- **WRITTEN EXERCISE**: From the records below, write out again the lines from the line with "Annotation guideline v3.1 — Label: sofa cushion" up to and including the line with "332, 478, 370]]", requests included. Multiply every box coordinate in the answers by 1.85 and round to whole numbers, with halves rounded up, but leave the requests and their sample coordinates unchanged.

::::

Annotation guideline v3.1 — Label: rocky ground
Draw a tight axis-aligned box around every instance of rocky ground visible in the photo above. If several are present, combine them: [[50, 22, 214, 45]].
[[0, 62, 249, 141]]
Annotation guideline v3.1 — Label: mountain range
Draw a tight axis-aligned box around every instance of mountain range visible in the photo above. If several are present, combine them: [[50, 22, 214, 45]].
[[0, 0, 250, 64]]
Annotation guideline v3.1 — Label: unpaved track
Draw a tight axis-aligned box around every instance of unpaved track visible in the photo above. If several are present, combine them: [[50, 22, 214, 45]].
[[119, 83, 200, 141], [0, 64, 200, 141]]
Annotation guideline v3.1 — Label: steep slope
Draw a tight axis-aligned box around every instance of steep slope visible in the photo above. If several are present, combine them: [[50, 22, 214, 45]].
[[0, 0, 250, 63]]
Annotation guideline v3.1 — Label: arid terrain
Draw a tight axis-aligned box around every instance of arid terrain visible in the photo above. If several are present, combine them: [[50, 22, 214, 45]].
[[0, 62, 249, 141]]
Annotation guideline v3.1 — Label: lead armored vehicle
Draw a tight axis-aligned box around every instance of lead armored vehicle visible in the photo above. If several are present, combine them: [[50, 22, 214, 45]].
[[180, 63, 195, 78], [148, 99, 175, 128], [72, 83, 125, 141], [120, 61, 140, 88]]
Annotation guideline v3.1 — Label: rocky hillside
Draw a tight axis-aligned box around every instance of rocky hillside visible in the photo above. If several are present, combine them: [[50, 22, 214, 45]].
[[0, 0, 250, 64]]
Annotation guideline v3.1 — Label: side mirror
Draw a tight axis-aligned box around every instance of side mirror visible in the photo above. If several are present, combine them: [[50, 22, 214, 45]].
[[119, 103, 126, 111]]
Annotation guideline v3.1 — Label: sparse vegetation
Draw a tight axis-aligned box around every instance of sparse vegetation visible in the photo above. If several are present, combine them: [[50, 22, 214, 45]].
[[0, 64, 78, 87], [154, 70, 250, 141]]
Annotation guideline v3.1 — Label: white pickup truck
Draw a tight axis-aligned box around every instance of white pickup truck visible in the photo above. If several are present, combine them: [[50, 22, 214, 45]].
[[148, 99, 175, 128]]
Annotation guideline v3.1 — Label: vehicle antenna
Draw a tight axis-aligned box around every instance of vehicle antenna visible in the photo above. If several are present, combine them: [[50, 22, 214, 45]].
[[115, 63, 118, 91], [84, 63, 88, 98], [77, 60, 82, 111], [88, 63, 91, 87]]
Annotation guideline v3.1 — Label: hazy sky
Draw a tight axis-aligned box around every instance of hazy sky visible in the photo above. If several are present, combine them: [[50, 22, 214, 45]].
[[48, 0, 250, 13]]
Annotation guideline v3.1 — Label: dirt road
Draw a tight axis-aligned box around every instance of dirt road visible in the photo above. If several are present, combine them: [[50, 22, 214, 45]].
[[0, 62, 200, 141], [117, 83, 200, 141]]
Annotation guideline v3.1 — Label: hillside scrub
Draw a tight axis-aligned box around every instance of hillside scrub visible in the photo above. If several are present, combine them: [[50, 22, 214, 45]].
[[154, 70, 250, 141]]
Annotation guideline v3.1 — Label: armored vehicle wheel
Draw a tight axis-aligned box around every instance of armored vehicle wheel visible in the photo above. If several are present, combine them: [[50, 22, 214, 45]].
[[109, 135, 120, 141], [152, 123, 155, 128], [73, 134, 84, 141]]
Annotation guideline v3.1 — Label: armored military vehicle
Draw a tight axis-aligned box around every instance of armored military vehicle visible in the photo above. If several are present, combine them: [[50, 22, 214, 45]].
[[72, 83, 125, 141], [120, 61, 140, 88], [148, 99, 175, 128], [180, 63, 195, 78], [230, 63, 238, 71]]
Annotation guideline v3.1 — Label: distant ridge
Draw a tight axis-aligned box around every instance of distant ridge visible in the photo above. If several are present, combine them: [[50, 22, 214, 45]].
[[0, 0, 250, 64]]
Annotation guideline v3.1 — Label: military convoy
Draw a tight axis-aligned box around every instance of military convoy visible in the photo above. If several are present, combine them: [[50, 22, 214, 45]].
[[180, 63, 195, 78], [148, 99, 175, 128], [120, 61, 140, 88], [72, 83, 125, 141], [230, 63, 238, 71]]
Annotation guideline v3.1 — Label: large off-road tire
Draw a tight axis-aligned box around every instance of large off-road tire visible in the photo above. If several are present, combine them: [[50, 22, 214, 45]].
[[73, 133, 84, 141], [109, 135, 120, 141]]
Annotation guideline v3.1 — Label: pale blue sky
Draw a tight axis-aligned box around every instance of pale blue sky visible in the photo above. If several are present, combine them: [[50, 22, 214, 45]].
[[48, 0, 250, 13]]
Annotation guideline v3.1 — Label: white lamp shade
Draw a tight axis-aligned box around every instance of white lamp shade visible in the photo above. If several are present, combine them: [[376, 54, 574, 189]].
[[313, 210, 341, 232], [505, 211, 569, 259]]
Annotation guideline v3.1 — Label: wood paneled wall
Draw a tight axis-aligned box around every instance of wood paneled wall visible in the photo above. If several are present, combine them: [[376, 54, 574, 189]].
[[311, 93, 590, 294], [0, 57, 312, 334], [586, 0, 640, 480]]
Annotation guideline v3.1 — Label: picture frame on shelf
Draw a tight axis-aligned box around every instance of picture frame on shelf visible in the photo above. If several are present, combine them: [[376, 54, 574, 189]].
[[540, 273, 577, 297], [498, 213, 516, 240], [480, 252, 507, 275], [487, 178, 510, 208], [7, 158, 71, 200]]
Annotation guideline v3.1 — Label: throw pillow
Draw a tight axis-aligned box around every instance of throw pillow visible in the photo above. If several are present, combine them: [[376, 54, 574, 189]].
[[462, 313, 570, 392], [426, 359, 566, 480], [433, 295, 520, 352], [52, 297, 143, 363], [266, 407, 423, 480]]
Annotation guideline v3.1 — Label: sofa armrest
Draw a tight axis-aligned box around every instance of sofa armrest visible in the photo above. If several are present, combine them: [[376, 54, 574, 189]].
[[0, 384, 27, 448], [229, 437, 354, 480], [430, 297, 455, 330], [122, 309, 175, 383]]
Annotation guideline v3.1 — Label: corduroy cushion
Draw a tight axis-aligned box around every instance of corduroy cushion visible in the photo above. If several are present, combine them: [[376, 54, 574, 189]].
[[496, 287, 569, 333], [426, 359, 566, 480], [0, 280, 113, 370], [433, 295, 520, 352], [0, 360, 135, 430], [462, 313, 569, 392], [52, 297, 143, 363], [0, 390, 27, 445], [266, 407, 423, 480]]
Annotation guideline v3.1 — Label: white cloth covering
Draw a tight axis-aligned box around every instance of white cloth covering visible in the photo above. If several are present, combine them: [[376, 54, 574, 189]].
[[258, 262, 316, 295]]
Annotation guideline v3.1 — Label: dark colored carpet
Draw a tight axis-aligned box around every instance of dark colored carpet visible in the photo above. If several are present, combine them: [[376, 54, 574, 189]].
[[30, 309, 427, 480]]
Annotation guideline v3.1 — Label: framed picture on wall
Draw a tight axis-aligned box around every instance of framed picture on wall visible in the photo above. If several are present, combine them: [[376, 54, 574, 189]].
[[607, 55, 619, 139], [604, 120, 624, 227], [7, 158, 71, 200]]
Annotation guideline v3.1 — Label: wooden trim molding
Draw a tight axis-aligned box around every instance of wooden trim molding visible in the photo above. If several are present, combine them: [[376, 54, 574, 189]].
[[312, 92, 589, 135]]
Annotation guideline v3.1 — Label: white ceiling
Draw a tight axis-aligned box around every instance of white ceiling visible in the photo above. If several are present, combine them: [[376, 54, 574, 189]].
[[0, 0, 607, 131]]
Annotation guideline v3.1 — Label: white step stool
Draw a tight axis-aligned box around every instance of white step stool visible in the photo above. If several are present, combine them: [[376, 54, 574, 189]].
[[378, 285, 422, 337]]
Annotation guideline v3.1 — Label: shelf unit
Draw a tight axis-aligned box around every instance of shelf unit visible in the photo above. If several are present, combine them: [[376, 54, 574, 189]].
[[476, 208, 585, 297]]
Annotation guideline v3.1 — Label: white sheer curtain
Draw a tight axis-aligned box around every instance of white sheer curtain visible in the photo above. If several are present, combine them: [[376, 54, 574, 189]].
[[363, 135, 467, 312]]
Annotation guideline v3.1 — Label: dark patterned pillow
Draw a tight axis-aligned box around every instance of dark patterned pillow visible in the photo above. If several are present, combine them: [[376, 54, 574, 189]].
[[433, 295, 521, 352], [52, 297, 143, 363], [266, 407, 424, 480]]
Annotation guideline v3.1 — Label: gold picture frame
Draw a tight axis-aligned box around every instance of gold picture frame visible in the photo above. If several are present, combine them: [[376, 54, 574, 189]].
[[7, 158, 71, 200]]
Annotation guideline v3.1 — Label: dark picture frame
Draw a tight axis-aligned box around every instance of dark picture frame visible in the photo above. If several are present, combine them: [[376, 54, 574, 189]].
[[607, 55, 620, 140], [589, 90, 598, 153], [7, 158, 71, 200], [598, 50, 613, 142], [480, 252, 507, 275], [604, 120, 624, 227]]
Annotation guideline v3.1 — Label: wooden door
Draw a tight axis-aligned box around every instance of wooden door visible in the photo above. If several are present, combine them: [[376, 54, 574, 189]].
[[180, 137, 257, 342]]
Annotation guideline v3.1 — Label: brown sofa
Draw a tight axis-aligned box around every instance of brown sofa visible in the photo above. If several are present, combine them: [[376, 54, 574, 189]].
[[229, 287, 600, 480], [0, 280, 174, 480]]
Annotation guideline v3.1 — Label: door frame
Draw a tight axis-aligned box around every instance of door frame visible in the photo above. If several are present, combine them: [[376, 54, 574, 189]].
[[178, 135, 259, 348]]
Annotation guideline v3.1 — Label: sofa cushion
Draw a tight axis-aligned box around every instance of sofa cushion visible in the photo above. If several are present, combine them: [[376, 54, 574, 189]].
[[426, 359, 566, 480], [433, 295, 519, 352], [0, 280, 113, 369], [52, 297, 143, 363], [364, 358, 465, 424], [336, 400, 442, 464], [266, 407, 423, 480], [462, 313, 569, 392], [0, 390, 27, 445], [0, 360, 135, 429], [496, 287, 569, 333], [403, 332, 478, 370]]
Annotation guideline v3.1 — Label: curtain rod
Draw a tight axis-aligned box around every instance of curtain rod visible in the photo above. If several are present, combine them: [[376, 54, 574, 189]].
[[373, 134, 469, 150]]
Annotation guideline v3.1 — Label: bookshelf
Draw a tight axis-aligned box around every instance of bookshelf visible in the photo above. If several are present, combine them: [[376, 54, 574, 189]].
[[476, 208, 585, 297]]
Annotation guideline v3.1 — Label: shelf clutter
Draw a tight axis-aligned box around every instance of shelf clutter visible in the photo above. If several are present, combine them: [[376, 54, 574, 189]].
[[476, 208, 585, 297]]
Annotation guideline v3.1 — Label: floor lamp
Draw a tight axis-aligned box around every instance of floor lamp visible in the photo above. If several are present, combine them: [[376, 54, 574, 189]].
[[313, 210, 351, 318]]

::::

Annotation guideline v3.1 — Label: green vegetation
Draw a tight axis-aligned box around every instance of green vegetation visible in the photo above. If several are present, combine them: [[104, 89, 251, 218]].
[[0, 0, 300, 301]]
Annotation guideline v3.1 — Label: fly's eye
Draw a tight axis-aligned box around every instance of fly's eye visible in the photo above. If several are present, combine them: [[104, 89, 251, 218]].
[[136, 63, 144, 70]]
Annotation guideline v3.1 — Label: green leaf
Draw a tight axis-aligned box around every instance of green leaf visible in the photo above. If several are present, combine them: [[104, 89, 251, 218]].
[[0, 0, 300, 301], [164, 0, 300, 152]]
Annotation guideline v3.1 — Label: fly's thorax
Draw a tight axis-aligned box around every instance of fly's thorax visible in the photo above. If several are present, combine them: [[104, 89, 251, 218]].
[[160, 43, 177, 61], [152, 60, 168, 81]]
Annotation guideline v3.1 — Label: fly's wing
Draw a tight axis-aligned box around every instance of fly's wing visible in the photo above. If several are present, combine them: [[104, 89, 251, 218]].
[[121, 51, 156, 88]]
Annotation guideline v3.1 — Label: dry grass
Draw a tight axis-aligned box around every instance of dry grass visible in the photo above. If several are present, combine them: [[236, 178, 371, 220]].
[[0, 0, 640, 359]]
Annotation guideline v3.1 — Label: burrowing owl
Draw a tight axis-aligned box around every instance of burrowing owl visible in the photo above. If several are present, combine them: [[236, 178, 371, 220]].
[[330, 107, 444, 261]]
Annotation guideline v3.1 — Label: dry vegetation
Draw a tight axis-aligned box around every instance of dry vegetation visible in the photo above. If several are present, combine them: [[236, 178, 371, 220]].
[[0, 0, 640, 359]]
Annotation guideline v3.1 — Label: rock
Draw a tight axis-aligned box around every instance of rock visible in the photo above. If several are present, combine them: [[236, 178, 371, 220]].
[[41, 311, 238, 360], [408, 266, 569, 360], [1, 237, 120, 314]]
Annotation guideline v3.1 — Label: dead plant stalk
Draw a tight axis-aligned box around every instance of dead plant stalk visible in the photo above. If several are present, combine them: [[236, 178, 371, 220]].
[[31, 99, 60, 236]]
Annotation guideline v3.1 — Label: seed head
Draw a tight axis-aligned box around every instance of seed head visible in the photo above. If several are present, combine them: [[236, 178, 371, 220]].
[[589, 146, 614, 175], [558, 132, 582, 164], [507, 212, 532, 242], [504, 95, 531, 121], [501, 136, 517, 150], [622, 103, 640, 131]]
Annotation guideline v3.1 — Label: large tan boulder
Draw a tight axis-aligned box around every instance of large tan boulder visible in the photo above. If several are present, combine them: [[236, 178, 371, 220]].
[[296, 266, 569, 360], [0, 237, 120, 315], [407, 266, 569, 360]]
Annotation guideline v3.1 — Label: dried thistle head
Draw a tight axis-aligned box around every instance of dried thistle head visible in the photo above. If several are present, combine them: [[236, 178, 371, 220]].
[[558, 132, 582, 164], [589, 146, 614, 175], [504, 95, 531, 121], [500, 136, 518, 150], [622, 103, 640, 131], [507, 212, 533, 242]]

::::

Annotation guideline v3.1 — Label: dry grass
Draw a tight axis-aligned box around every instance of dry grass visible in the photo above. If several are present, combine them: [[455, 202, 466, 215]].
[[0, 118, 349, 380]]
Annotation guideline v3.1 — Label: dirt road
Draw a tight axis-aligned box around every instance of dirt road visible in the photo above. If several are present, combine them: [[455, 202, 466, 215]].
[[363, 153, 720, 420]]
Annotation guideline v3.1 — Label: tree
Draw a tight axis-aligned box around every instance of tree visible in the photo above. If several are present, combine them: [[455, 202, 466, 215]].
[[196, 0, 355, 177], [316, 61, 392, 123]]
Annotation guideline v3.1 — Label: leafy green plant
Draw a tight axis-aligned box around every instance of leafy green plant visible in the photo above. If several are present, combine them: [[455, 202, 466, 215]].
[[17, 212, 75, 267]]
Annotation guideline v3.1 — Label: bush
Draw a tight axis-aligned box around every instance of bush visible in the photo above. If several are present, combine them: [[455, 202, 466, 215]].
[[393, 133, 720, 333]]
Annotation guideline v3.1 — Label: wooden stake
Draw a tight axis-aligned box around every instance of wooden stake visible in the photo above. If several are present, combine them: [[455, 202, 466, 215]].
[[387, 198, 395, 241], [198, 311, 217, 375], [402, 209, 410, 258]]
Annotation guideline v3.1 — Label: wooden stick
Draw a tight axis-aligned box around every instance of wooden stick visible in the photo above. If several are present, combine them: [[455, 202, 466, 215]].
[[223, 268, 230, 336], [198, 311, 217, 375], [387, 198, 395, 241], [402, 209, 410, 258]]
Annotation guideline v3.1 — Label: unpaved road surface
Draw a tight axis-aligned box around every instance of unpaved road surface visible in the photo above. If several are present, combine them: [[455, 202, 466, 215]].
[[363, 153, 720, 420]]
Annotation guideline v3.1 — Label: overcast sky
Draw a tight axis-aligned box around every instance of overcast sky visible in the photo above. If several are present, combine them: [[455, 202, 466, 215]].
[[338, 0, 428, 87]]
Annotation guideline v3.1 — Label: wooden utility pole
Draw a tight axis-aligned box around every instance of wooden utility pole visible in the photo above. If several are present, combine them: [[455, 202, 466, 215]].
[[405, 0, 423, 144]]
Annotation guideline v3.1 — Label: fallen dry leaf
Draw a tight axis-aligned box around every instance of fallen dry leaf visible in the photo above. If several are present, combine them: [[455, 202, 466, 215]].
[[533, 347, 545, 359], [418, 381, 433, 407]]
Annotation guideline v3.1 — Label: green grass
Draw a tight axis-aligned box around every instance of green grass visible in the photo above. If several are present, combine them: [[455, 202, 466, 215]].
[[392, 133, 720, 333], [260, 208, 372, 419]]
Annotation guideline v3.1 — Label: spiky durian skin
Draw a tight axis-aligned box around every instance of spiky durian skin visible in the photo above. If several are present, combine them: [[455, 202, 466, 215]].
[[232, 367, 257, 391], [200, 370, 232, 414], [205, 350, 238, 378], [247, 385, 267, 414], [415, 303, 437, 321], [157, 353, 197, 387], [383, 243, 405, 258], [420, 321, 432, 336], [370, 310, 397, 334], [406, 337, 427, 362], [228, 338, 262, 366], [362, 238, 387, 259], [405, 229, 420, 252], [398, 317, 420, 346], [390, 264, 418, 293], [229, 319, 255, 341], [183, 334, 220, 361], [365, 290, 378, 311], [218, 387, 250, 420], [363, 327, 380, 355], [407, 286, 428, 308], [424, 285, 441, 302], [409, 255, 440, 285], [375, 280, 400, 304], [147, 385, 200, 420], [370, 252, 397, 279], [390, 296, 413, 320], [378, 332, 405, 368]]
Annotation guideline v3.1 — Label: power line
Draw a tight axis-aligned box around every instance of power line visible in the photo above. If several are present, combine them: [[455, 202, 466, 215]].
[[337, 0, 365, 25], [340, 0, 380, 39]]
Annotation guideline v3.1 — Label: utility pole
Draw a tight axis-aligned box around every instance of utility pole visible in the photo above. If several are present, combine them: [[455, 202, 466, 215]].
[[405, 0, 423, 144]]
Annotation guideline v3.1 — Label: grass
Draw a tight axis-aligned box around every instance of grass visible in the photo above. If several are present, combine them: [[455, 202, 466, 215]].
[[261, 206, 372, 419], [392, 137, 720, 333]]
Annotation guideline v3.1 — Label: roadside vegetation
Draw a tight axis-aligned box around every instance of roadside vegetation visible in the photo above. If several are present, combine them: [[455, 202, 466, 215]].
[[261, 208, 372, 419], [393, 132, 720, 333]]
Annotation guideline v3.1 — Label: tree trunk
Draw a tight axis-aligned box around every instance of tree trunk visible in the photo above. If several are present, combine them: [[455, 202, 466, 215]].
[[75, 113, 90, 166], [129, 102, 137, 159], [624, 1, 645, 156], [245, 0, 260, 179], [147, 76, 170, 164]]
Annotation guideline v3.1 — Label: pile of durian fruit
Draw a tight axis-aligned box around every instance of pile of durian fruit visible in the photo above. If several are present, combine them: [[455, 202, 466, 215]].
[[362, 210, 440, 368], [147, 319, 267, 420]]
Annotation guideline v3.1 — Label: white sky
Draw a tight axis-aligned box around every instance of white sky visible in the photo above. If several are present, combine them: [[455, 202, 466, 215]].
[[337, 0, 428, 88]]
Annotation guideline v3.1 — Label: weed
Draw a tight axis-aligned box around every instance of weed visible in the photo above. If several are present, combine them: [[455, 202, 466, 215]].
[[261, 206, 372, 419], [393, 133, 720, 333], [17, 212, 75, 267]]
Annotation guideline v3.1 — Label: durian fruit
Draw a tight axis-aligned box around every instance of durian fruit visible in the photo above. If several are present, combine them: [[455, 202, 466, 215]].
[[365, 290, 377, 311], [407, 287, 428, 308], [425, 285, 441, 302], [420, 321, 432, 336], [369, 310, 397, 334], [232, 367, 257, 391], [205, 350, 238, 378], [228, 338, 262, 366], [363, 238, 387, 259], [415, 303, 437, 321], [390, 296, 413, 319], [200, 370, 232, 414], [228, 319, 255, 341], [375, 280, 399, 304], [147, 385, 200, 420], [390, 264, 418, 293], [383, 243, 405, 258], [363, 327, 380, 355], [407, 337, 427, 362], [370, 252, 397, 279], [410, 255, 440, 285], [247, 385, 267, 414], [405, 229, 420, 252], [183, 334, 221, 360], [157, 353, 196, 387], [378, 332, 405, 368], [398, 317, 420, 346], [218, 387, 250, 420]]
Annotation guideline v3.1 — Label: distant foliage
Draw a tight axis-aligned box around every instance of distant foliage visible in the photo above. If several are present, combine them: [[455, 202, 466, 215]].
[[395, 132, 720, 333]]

::::

- **RESULT**:
Annotation guideline v3.1 — Label: sofa cushion
Draw a tight axis-aligned box around every instance of sofa cushion visible in the photo above. If several are present, combine them: [[376, 54, 574, 189]].
[[788, 664, 1047, 888], [801, 546, 960, 651], [0, 518, 209, 683], [96, 549, 265, 672], [673, 662, 860, 784], [622, 740, 818, 858], [492, 753, 783, 888], [855, 579, 1053, 725], [0, 722, 50, 823], [0, 666, 250, 794], [918, 531, 1053, 616], [746, 614, 884, 685]]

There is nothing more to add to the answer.